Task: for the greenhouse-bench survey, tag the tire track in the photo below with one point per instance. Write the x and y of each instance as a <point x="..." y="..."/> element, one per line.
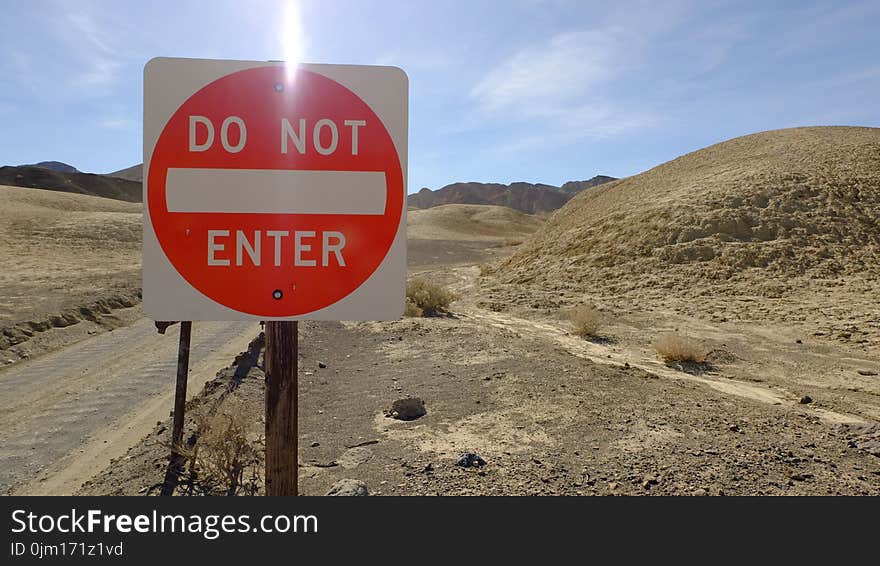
<point x="51" y="406"/>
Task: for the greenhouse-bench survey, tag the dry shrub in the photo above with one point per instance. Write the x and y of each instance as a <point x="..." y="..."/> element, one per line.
<point x="223" y="451"/>
<point x="411" y="309"/>
<point x="587" y="321"/>
<point x="424" y="298"/>
<point x="673" y="348"/>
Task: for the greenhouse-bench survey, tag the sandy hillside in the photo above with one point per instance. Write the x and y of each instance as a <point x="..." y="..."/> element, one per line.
<point x="781" y="226"/>
<point x="66" y="257"/>
<point x="470" y="222"/>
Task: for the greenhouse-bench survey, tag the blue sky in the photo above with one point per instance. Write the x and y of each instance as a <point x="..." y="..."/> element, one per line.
<point x="501" y="91"/>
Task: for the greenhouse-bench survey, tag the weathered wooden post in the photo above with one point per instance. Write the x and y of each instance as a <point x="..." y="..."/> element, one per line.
<point x="282" y="446"/>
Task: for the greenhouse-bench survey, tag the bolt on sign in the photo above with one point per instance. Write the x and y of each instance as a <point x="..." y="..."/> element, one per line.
<point x="273" y="191"/>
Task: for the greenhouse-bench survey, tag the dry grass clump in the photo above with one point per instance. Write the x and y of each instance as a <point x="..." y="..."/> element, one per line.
<point x="223" y="450"/>
<point x="424" y="298"/>
<point x="672" y="348"/>
<point x="587" y="321"/>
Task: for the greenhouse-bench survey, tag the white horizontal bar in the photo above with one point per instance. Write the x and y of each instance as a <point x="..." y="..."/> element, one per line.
<point x="275" y="191"/>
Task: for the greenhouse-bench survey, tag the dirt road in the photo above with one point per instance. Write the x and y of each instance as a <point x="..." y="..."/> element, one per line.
<point x="65" y="415"/>
<point x="550" y="413"/>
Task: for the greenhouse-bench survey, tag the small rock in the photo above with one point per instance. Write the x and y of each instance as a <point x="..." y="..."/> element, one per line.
<point x="407" y="409"/>
<point x="348" y="488"/>
<point x="470" y="460"/>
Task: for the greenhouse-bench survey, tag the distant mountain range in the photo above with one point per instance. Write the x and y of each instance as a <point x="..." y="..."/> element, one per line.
<point x="54" y="166"/>
<point x="525" y="197"/>
<point x="125" y="184"/>
<point x="41" y="177"/>
<point x="133" y="173"/>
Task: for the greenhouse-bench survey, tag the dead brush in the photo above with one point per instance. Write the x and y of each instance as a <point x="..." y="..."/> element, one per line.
<point x="587" y="321"/>
<point x="424" y="298"/>
<point x="673" y="348"/>
<point x="223" y="451"/>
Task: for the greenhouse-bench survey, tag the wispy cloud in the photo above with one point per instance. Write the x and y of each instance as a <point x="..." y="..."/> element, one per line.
<point x="118" y="123"/>
<point x="564" y="88"/>
<point x="565" y="68"/>
<point x="98" y="61"/>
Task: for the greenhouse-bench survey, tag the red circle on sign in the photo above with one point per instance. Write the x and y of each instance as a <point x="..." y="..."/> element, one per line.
<point x="261" y="97"/>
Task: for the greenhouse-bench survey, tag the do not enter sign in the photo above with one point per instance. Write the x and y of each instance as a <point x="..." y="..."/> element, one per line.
<point x="274" y="192"/>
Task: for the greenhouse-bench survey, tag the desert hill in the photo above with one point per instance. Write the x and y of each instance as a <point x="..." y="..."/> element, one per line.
<point x="61" y="253"/>
<point x="54" y="166"/>
<point x="781" y="223"/>
<point x="82" y="183"/>
<point x="133" y="173"/>
<point x="525" y="197"/>
<point x="470" y="222"/>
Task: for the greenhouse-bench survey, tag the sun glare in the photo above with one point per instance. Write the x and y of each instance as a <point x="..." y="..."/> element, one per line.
<point x="291" y="37"/>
....
- Exercise requirements -
Reproduce all of the records above, changing every "greenhouse-bench survey" to "roadside survey" and leaving everything else as it is. Omit the pictures.

- Solution for this problem -
Task: for the roadside survey, tag the tire track in the photo below with one point per instance. Write the x and y of each instance as a <point x="..." y="..."/> element, one per line.
<point x="51" y="406"/>
Task: for the roadside survey, tag the dry shrub in the photo above with one point per instance. Write the x and y of each instance as a <point x="..." y="..."/> element, one per line.
<point x="223" y="451"/>
<point x="411" y="309"/>
<point x="587" y="321"/>
<point x="424" y="298"/>
<point x="673" y="348"/>
Task: for the roadside survey, tag the sandy hillside in the photo above with one point per instance. Write the x and y of each instance as a <point x="..." y="..."/> element, one per line.
<point x="781" y="226"/>
<point x="66" y="257"/>
<point x="470" y="222"/>
Task: for the roadside survey, tag the blue sky in the photo above with one point per instance. Write the x and y of each instance as a <point x="..." y="..."/> element, one per line.
<point x="501" y="91"/>
Task: for the roadside survey, tag the weathered wooden post in the photo above with one point per instance. Write the x and y of each instance as a <point x="..." y="..."/> element, one per line.
<point x="282" y="446"/>
Task: for the roadside survey, tag the bolt on sign in the photo above with one point per instance. Write the x and y of each instance as a <point x="..." y="..."/> element, one per line.
<point x="273" y="191"/>
Task: for the roadside survey, tag the dry grass clump in the photo above with one point per instance. Write the x and y of each instance as a <point x="..." y="..."/> element, one per line.
<point x="223" y="450"/>
<point x="424" y="298"/>
<point x="672" y="348"/>
<point x="587" y="321"/>
Task: for the roadside survey, tag the white horizontal bar in the photo above with one point per instance. Write the x and y of each instance as a <point x="..." y="..."/> element, one per line.
<point x="275" y="191"/>
Task: for the roadside survey, tag the dirt road in the photo above with one point per instance. Write the x and y of each instance as a <point x="..." y="..."/> element, one per line.
<point x="65" y="415"/>
<point x="550" y="413"/>
Task: for the roadside survey, tag the small rock in the photo above with one point per instance. Write the x and y of each instance as a <point x="..." y="..."/> element, one per line.
<point x="407" y="409"/>
<point x="348" y="488"/>
<point x="470" y="460"/>
Task: for the roadside survey, tag the distant mountain range in the photo above with one point per instance. Write the x and y of each instance as a <point x="..." y="..."/> element, one per line.
<point x="54" y="166"/>
<point x="525" y="197"/>
<point x="125" y="184"/>
<point x="41" y="177"/>
<point x="133" y="173"/>
Task: for the roadside survey, tag the dead brush in the photo above with one point per instance. Write the x and y of each instance as a <point x="..." y="..."/> element, one per line.
<point x="587" y="321"/>
<point x="424" y="298"/>
<point x="673" y="348"/>
<point x="223" y="451"/>
Task: for the roadside survey, tag the wispy cloud in the photo above with one point per instance. Write the x and y of each instance as a <point x="..." y="..."/> element, one per line.
<point x="118" y="123"/>
<point x="564" y="88"/>
<point x="565" y="68"/>
<point x="98" y="61"/>
Task: for the roadside survey, tag the red circle on sign in the photo above with one point per instance. Write the x and y of each instance as a <point x="..." y="..."/> element, one per line.
<point x="261" y="97"/>
Task: for the roadside survey, tag the do not enter sign in the photo above with one point per instance. Write the x and y of each instance as a <point x="..." y="..."/> element, one per line.
<point x="274" y="192"/>
Task: for the roadside survey, tag the desert hill in the photo above with one point per instance. Write the x and y of each instance as a <point x="..." y="..."/> element, one per line.
<point x="61" y="253"/>
<point x="54" y="166"/>
<point x="781" y="223"/>
<point x="82" y="183"/>
<point x="133" y="173"/>
<point x="525" y="197"/>
<point x="470" y="222"/>
Task: for the roadside survey, tag the sun glare in the photo above with one point per instance. Write the x and y of each instance as a <point x="..." y="..."/> element, one per line.
<point x="291" y="37"/>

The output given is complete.